■ What is needed: Rewrite the rows below as a numbered list and leave out any blank lines.

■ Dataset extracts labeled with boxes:
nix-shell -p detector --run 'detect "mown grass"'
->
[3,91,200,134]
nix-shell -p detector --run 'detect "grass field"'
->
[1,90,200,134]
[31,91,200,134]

■ Exercise answer:
1. nix-shell -p detector --run 'detect "mown grass"'
2. ->
3. [3,91,200,134]
4. nix-shell -p detector --run 'detect "grass field"'
5. ->
6. [1,90,200,134]
7. [31,91,200,134]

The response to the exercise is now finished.